__The task__
Compute how many lines in the data below contain "Find"; answer only with that number.

__Material provided__
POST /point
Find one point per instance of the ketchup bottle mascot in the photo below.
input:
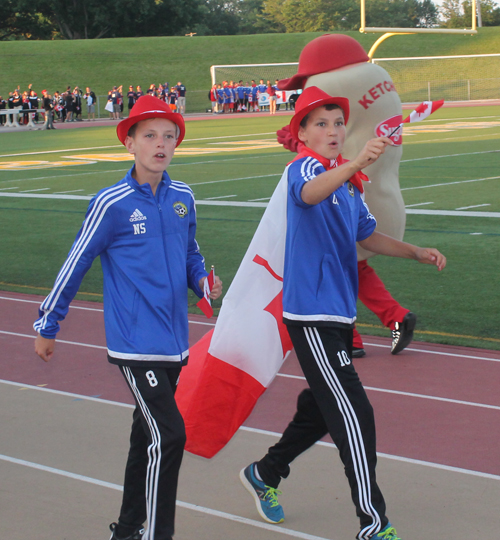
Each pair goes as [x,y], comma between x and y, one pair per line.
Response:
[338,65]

...

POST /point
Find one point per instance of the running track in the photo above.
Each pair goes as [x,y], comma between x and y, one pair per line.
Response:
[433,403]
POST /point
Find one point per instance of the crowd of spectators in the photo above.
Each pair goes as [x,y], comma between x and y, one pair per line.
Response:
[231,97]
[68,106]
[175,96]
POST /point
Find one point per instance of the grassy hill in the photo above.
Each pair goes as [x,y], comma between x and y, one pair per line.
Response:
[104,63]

__Answer to this task__
4